### Reading passage
Introduction

In 2018, cancer led to over 9.6 million deaths worldwide.(Bray et al. 2018) At present, the conventional routes to manage cancer are chemotherapeutic by using conventional anticancer drugs although the conventional drugs present some obvious evident drawbacks (Wang et al. 2017a, 2017b; Alexander et al. 2017). Thus, new methods must be sought to treat this fatal disease.

Much effort has been dedicated in the anticancer field to develop new therapeutic drugs for the treatment of cancers (Zhang et al. 2019, 2017a; Lin et al. 2020) For example, a the drug delivery system, as an effective therapeutic strategy, is widely used for cancer chemotherapy. (Wang et al. 2017b; Koyamatsu et al. 2014; Duan et al. 2016; Gao et al. 2017; Zhang et al. 2017b; Saw et al. 2020) Drug delivery systems, such as silica nanoparticles, (Cheng et al. 2019) lipidosomes, (Liposomes assembled from a dual drug-tailed phospholipid for cancer therapy.Chemistry An Asian Journal2015, 10 (5), 1232. 2015; Arouri et al. 2013) vesicles, (Duan et al. 2013), and amphiphilic polymer nanoparticles, (Cho et al. 2008; Guo et al. 2019), are generally viewed as effective alternatives to conventional small drugs in the treatment of diseases.(Zhang et al. 2017a) For example, Saw et al. investigated a formulation of novel lipid-based nanostructures via simple tuning of lipid combinations. The drug encapsulation tests and in vivo antitumor efficacy revealed that certain lipid nanostructures possessed superior tumor retardation effects (Saw et al. 2020). Among these systems, various stimulus-responsive drug delivery systems receive considerable attention owing to their ability to release their encapsulated drugs in response to specific conditions, (Yao et al. 2016; Li et al. 2018; Pan et al. 2018; Han et al. 2018) such as pH, (Cheng et al. 2017) reactive oxygen species, (Zhang et al. 2018; Chen et al. 2021) temperature, (Li et al. 2018), and enzyme (Zhang et al. 2019). Chen et al. developed redox-responsive nanoparticle encapsulating black phosphorus quantum dots (BPQDs) as a robust photothermal optical coherence tomography agent for cancer theranostics (Chen et al. 2021). The system could rapidly respond to glutathione and effectively release BPQDs and drugs in vitro and in vivo. It also exhibited excellent near-infrared photothermal transduction efficiency and could serve as a novel therapeutic platform with considerably low side effects. Li et al. developed a polypeptide-based block ionomer complex by using a polymer/polypeptide and an anticancer drug (Li et al. 2013). Drug release from this complex was rapid at an acidic pH environment and slow at physiological pH. All the results demonstrated that the complex drug delivery systems acting as a valid therapeutic modality in the therapy of solid tumors were a promising vector to deliver anticancer drugs into tumors.

### Check your understanding
• a. List every condition that the introduction on cancer drug delivery names as a trigger for stimulus-responsive systems to release their drugs.
• b. Rewrite everything from "Introduction" down to "this fatal disease." in the introduction on cancer drug delivery, switching "conventional" to "standard".
The records are from a separate, unrelated source.

### Data
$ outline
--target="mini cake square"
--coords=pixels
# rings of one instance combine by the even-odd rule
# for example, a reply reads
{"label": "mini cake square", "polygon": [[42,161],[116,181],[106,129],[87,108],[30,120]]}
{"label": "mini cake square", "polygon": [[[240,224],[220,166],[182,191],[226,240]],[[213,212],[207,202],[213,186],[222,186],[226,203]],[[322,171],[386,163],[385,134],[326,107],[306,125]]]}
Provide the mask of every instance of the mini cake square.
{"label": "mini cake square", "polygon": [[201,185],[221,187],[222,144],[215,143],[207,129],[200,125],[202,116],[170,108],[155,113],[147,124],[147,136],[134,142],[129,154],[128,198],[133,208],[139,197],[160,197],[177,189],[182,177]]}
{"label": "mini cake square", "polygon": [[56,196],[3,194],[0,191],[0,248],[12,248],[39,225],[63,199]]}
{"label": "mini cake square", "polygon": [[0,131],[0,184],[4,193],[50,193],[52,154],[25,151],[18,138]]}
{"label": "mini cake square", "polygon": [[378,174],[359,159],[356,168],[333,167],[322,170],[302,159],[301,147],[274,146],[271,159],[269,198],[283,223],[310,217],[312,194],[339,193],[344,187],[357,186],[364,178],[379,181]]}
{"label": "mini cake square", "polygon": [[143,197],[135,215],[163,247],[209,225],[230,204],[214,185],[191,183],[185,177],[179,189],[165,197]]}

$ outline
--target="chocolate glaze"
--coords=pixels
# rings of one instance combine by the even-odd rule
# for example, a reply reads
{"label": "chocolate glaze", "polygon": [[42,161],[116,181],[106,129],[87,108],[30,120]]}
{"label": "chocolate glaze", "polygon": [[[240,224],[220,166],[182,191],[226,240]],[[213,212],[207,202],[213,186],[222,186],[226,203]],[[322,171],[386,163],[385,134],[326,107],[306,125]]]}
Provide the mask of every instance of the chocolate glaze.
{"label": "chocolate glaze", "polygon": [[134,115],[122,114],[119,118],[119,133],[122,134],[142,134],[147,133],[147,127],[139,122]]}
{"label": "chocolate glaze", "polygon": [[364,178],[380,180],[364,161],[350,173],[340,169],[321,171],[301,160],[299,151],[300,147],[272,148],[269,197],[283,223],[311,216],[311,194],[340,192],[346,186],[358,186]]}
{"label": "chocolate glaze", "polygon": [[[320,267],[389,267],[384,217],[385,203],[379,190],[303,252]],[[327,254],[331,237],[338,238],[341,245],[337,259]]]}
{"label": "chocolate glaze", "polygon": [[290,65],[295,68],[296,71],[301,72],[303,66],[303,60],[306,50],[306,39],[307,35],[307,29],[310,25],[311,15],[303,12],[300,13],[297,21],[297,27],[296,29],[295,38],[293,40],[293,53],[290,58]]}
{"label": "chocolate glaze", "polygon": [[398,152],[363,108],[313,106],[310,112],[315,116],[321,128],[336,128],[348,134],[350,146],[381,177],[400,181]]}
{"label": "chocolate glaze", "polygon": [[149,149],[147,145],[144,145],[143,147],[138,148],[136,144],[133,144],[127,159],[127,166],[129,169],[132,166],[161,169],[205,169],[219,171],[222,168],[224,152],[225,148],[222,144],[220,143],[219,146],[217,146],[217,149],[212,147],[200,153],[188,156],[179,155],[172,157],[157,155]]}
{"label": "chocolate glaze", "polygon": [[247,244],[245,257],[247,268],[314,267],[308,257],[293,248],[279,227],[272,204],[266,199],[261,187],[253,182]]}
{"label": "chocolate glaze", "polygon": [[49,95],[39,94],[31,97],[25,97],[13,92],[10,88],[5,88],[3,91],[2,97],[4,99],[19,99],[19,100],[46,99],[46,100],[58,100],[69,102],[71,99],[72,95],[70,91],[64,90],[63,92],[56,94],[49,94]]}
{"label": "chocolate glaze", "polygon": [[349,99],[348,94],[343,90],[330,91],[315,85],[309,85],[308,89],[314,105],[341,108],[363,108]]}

### Answers provided
• a. pH, reactive oxygen species, temperature, enzyme

• b.
Introduction

In 2018, cancer led to over 9.6 million deaths worldwide.(Bray et al. 2018) At present, the standard routes to manage cancer are chemotherapeutic by using standard anticancer drugs although the standard drugs present some obvious evident drawbacks (Wang et al. 2017a, 2017b; Alexander et al. 2017). Thus, new methods must be sought to treat this fatal disease.